=== PROMPT ===
Search the data below for "shorts"; list each line that holds it.

"""

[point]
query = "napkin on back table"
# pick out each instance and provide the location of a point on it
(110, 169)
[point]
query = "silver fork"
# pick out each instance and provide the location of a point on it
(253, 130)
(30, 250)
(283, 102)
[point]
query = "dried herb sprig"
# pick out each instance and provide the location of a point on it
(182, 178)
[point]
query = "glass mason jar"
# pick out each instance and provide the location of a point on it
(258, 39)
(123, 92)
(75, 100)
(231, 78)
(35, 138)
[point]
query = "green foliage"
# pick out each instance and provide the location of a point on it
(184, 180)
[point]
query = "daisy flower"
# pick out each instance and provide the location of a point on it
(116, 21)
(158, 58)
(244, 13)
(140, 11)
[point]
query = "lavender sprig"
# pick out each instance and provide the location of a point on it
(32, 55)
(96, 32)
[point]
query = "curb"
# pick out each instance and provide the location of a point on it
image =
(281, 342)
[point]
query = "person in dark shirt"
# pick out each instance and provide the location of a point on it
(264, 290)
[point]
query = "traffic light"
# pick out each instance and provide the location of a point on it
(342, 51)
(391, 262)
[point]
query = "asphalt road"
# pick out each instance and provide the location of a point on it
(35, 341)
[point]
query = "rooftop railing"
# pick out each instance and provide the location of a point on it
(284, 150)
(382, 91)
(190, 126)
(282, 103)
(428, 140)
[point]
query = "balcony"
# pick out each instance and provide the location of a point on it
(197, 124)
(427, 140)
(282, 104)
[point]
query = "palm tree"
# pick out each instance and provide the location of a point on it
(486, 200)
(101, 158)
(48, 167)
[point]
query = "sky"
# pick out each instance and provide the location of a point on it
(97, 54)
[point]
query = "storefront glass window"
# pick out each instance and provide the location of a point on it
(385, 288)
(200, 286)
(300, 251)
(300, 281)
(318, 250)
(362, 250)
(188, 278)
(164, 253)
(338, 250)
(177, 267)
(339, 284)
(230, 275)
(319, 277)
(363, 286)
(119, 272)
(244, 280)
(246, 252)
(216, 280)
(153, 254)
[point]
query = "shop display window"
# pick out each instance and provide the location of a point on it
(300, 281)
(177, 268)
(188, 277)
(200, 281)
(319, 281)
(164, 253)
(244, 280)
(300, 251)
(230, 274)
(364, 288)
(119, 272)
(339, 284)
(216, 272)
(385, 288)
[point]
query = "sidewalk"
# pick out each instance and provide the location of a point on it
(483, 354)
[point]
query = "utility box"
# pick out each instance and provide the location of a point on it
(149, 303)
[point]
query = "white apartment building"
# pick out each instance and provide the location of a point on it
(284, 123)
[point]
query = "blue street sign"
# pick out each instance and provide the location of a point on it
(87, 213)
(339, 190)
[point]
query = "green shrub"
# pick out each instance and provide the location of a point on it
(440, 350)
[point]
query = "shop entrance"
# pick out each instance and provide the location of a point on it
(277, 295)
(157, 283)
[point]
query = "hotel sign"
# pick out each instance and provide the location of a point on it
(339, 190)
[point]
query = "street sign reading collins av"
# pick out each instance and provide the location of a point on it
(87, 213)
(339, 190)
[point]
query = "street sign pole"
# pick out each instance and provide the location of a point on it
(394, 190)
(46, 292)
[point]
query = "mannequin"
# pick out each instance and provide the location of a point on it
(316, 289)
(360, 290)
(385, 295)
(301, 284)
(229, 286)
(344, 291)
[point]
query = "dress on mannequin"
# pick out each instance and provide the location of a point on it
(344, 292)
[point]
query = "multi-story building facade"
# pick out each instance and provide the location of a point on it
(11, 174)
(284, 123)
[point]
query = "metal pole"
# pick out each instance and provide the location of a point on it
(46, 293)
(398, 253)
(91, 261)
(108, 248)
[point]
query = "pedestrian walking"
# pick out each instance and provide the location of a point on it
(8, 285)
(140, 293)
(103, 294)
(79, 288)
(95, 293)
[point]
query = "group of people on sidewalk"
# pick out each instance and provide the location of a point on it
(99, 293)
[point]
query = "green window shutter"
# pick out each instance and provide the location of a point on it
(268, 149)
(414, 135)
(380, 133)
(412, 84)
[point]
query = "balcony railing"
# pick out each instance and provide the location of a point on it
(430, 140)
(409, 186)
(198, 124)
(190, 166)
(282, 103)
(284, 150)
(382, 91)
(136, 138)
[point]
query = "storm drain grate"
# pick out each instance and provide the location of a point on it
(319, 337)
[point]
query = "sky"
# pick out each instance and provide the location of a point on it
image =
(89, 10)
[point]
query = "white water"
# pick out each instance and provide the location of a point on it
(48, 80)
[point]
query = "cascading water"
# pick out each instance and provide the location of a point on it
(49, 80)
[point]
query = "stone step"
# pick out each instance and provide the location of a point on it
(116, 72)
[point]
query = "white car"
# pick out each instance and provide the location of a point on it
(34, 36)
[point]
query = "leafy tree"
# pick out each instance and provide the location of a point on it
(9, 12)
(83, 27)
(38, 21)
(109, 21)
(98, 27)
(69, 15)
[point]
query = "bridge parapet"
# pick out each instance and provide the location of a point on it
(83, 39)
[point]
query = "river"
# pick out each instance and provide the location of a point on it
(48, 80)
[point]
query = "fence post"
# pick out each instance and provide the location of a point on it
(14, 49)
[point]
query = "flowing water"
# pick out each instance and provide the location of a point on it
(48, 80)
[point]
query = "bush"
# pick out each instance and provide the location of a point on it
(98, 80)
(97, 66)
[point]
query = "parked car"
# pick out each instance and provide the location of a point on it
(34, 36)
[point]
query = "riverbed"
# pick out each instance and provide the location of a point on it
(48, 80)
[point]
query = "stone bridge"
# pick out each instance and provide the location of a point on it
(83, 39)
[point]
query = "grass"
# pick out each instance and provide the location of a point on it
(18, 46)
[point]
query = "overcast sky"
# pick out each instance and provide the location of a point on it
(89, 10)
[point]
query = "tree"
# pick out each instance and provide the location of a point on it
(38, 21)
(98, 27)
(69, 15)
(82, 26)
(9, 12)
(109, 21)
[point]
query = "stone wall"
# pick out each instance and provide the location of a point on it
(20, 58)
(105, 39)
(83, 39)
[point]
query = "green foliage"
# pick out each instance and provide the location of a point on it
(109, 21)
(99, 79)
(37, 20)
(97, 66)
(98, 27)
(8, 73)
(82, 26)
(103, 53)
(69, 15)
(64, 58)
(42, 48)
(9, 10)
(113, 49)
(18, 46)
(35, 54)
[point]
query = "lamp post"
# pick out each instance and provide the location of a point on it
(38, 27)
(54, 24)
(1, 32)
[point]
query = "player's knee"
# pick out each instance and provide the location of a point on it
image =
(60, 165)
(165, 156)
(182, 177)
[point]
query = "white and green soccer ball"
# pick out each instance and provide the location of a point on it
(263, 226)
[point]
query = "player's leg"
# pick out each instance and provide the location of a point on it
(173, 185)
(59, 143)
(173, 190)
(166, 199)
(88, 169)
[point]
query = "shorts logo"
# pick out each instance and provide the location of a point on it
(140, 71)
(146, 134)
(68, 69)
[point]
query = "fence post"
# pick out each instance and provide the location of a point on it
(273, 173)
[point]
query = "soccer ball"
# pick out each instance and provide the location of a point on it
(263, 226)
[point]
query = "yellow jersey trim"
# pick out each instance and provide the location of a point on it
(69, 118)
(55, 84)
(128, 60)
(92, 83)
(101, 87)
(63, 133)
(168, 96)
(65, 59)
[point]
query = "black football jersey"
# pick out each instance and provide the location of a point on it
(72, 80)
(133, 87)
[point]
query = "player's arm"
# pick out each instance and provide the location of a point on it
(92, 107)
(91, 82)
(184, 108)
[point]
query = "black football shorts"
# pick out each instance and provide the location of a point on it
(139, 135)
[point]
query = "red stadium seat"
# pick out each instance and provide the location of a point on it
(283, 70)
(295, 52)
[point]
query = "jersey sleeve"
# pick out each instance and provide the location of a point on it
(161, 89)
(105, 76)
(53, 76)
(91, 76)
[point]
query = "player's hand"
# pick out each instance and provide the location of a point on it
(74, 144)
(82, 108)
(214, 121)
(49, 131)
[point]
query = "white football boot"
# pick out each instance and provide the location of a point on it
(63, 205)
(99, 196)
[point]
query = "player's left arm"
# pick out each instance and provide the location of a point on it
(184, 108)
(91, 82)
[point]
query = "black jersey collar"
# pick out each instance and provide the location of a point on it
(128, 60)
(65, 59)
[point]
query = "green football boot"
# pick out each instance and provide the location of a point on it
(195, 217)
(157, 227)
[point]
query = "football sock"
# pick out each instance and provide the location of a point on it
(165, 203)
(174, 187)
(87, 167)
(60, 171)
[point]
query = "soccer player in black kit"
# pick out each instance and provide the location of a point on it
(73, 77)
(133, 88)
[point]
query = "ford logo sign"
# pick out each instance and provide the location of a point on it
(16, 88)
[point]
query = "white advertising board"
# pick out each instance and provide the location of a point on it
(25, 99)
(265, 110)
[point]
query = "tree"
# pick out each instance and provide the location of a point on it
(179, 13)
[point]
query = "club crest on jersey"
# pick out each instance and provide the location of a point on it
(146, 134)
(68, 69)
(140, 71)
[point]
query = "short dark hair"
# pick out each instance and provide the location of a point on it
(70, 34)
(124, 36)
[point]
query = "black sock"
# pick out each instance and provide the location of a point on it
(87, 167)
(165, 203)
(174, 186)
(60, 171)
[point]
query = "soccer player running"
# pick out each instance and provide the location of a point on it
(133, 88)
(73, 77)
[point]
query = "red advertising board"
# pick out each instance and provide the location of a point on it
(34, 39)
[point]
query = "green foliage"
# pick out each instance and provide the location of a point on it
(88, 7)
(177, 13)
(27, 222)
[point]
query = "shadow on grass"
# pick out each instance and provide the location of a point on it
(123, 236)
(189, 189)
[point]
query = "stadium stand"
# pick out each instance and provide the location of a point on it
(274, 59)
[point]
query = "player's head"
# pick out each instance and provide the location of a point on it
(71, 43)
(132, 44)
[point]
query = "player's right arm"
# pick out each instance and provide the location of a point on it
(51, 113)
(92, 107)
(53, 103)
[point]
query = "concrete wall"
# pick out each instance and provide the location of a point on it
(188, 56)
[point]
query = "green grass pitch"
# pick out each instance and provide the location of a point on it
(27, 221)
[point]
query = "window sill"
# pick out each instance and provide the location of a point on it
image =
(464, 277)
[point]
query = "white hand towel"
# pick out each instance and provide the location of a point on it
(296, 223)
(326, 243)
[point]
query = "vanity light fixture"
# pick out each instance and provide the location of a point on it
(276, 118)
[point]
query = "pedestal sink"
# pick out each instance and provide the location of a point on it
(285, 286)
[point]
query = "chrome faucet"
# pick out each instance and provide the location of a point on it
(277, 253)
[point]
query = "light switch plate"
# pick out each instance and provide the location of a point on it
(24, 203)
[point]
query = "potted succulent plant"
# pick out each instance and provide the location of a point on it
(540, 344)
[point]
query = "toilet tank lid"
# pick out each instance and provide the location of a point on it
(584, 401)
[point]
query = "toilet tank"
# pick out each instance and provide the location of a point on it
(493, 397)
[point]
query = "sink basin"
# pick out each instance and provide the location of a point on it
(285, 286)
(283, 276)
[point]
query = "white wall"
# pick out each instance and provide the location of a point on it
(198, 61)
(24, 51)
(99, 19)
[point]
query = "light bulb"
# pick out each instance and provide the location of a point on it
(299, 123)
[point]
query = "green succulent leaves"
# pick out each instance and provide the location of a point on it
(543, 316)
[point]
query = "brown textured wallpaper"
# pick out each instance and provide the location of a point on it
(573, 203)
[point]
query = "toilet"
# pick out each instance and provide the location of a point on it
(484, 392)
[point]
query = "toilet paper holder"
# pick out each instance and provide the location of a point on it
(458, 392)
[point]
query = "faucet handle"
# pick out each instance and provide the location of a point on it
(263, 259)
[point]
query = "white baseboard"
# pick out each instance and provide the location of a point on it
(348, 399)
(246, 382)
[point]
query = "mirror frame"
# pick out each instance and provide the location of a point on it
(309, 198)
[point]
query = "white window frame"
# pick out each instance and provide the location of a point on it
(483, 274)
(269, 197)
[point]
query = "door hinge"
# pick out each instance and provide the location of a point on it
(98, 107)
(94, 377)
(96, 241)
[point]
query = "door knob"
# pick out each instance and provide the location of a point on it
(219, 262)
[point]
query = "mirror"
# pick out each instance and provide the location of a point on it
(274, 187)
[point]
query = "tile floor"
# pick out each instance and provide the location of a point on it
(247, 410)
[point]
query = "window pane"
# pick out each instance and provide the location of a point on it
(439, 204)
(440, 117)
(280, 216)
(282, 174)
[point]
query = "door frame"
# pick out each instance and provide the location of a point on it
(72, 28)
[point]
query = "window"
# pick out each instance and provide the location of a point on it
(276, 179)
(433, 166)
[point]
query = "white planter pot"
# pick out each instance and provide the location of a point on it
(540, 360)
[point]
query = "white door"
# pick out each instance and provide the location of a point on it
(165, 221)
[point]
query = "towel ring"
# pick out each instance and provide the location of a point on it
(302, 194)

"""

=== YOUR SOLUTION ===
query = "shorts logo"
query = "black football shorts"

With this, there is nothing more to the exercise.